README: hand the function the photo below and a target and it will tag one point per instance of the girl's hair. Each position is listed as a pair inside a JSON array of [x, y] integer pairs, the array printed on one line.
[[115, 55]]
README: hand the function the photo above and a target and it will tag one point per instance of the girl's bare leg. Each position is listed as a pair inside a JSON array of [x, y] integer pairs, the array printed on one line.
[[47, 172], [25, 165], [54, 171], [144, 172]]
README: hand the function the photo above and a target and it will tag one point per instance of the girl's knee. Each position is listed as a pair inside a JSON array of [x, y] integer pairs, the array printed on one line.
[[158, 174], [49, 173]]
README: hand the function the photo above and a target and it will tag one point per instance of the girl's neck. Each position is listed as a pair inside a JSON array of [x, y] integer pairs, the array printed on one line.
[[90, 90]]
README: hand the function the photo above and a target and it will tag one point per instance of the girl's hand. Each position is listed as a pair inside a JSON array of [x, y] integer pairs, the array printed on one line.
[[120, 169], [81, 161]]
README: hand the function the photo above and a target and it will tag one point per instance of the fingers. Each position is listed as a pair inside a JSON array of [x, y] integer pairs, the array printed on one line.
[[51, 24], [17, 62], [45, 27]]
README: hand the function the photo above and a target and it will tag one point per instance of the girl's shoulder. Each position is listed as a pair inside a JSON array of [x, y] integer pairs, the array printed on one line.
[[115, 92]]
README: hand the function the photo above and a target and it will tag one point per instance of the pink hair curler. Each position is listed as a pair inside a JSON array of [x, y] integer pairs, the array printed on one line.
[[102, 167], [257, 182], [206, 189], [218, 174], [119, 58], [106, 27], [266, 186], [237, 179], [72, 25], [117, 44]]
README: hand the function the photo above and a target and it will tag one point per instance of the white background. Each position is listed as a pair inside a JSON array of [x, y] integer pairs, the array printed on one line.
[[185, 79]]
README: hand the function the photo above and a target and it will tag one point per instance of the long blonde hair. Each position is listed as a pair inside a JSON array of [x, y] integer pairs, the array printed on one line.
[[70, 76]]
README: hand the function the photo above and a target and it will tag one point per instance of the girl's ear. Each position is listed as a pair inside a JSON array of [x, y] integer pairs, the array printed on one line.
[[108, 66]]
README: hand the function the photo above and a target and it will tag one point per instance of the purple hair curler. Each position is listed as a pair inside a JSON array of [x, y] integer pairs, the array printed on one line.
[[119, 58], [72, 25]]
--------------------------------------------------
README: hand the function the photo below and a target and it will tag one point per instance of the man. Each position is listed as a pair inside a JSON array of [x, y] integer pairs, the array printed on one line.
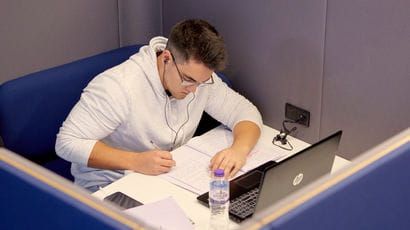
--------------------------------------------------
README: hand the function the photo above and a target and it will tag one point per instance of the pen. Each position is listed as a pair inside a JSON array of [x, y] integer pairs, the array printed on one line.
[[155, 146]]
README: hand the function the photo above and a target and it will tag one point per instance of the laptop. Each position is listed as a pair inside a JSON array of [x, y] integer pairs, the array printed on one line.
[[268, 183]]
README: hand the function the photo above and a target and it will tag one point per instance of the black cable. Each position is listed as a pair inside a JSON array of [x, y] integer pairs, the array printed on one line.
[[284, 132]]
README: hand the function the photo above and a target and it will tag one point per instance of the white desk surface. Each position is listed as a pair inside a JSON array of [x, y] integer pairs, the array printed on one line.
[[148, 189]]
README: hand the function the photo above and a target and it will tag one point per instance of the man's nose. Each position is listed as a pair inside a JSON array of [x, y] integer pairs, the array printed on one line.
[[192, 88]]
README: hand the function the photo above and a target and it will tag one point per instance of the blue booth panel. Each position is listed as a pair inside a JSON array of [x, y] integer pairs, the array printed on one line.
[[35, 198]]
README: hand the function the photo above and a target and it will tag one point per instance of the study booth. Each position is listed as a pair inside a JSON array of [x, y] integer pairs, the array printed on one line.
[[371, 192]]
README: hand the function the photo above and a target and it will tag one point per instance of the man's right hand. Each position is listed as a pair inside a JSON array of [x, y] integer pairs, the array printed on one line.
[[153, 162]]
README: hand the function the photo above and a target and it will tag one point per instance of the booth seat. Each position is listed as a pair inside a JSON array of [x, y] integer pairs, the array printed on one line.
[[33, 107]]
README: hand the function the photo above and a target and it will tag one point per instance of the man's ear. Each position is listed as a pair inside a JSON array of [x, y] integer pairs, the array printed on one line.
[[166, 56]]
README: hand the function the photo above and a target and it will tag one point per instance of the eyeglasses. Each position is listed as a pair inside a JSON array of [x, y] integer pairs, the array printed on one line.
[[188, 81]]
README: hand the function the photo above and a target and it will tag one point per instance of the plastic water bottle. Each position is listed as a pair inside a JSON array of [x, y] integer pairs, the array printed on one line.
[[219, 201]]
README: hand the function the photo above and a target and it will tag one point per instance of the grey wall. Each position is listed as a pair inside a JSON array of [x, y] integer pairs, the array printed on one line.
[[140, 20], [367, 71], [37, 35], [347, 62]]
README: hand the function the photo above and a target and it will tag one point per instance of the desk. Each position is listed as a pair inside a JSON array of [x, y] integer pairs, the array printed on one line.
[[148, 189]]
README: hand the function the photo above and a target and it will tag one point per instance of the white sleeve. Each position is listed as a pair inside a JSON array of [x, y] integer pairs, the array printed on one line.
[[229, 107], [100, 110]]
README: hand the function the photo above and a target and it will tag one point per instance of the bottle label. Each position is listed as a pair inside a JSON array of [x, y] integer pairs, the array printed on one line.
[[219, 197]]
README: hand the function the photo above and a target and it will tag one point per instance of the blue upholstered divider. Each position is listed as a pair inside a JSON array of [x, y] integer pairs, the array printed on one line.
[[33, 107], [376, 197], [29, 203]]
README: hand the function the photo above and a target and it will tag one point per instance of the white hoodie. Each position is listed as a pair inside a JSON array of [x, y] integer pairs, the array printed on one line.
--------------------------------------------------
Rewrite the lines from the line with "the girl's hand." through the line with "[[120, 169], [81, 161]]", changing "girl's hand" to "child's hand" and leaving everything else as it is.

Result –
README: hand the function the photo above and a target and it will tag one point per instance of the child's hand. Each position is listed as a pair inside a JSON array of [x, y] integer pairs, the array printed on one line.
[[120, 169], [81, 161]]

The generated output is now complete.